Text shown
......
In the beginning, it seemed like a surefire hit: Carvey had recently concluded a highly successful run on Saturday Night Live, and his executive producer Smigel was already recognized as one of the best comedy writers in television, due to his own stint on SNL and his role as the original head writer on Late Night With Conan O’Brien. ABC expected Carvey to apply his penchant for creating broad, popular sketch characters to a primetime setting. (One network suit describes Carvey as “safe” in Too Funny To Fail, and he means it as a compliment.) But Carvey wanted to be subversive, and he empowered Smigel to hire young, cutting-edge talent that could help him break the mold of mainstream sketch comedy.

The Dana Carvey Show did just that with its first episode, though not in the manner that the creators intended. As Too Funny To Fail explains, Carvey and Smigel could’ve chosen to go with a different, arguably funnier sketch to kick off the series premiere. Instead, an Oliver Stone parody in which a coke-sniffing Antonio Banderas plays George Washington was slotted for later in the episode, while the “Bill Clinton has teats” sketch was put in the lead-off position.

At the time, the sketch enraged the media — one critic called the first episode “an artistic Chernobyl” — and drove away millions of Home Improvement viewers. In the documentary, Colbert recalls Carvey coming to work and apologizing to him and Carell, both unknowns plucked from obscurity at Second City in Chicago for their problematic big break. “I’ve ruined your careers,” he recalls Carvey saying.

But it’s not as though Carvey opted to play it safe after that. He and his staff continued to poke at ABC, implementing a running gag in which every episode was sponsored by a tacky corporation like Taco Bell or Mountain Dew, and then making fun of those sponsors mercilessly in sketches. When the network suggested toning down some of the more outré material, the writers reacted by passively-aggressively mocking the executives in bits like the Gentle News Network, in which the painter Bob Ross depicts the Menendez brothers in the midst of a bucolic mountain range. (“They killed their parents, but they’re friendly folk” is one of my favorite Dana Carvey Show jokes.)

In Too Funny To Fail, Smigel is still remorseful decades later about the show’s early, fateful missteps, particularly since he was the one who talked Carvey out of taking the show to HBO, arguing that the show’s audience would be bigger on a network. In retrospect, The Dana Carvey Show seems like a natural for cable, where it might’ve slotted comfortably next to Mr. Show, whose reputation as a progenitor of alt-comedy is greater, even if it seems a little less bold than the show Carvey and Smigel created, given that the stakes were so much higher on ABC.
......
Listed records

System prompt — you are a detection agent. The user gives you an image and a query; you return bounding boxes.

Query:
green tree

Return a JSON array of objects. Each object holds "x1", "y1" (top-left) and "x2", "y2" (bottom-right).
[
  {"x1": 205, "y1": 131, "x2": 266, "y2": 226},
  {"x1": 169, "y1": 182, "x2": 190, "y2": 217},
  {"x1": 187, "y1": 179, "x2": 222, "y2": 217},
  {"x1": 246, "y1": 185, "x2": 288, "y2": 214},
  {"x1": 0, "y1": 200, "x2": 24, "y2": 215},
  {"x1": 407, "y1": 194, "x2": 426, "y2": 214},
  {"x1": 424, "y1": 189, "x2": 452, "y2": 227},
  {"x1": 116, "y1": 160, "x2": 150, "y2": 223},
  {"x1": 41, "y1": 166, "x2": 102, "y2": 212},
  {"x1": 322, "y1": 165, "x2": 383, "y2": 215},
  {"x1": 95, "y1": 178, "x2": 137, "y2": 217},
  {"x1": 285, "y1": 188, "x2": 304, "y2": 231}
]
......
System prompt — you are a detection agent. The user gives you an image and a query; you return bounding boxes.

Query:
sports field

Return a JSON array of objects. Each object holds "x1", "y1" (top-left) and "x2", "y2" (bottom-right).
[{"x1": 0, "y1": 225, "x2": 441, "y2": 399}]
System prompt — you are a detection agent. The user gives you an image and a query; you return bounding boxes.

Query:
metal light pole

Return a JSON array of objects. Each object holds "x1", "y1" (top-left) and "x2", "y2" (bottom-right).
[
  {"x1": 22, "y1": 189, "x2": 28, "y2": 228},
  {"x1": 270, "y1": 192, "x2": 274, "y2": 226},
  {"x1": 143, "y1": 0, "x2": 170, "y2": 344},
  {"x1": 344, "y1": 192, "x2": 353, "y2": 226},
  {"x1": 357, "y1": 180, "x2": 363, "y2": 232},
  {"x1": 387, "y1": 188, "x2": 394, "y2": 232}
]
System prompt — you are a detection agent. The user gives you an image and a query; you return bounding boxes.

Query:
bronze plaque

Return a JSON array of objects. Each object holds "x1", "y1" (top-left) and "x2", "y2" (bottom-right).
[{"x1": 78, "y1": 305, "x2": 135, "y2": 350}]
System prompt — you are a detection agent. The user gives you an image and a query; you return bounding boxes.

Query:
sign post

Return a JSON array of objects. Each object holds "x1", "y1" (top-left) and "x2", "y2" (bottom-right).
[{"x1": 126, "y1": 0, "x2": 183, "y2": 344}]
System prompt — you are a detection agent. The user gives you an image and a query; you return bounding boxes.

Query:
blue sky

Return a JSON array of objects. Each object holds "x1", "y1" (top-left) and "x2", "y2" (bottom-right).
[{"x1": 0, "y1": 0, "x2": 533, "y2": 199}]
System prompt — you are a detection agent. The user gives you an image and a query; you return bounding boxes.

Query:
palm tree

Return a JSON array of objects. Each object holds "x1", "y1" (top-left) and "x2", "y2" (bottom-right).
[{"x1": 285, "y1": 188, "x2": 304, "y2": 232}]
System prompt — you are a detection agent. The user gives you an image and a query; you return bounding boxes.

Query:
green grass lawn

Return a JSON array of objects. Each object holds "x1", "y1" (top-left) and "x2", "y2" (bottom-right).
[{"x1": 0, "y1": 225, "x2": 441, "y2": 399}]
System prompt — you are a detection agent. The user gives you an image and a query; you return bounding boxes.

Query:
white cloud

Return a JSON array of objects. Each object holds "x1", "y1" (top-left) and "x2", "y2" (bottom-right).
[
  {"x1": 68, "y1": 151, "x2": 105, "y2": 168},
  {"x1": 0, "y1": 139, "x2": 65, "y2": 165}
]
......
Exercises to complete
#1 List every television series named in the text on The Dana Carvey Show. Do not count the documentary Too Funny To Fail or individual sketches.
#2 Pick up the text on The Dana Carvey Show after its final sentence and continue it.

Expected results
#1 Saturday Night Live, Late Night With Conan O'Brien, The Dana Carvey Show, Home Improvement, Mr. Show

#2
Revisiting the Clinton sketch now, it seems a little cheap and not particularly funny. But it does square with the subsequent tone of The Dana Carvey Show, which was as much about the “Can you believe this is on after Home Improvement?” subtext as it was about the text. The joke of the Clinton sketch is lame, but the thought of Tim Allen fans mistakenly watching this grotesquerie is pretty hilarious. In that respect, The Dana Carvey Show was genuinely ahead of its time — it was a comedy show about subverting the conventions of comedy shows, a milieu that’s become pervasive in the Tim & Eric/Adult Swim era.

Other sketches, however, still both discomfort me and make me laugh. Grandma The Clown, in which an elderly woman dressed in clown makeup struggles to entertain children, is a masterpiece of agonizing silences and slow-burn humiliation, “highlighted” by a pie being thrust into Grandma’ face with the speed of a slow-motion car accident.

Considering the subject matter, Too Funny To Fail is a little too straightforward, dispensing the story in the conventional journalistic style of a 60 Minutes report. And the failure to land interviews with Louis C.K. and Charlie Kaufman — the former was a pivotal guiding force, the latter was a nebbish outlier on the writing staff who later applied his meta genius to meta-genius films — makes the documentary feel a little incomplete. Nevertheless, Too Funny To Fail should be praised for reminding people that this wondrously bizarre show exists. In fact, the entire run of The Dana Carvey Show is on Hulu. Make sure to watch that first. The documentary is fun, but the show is essential.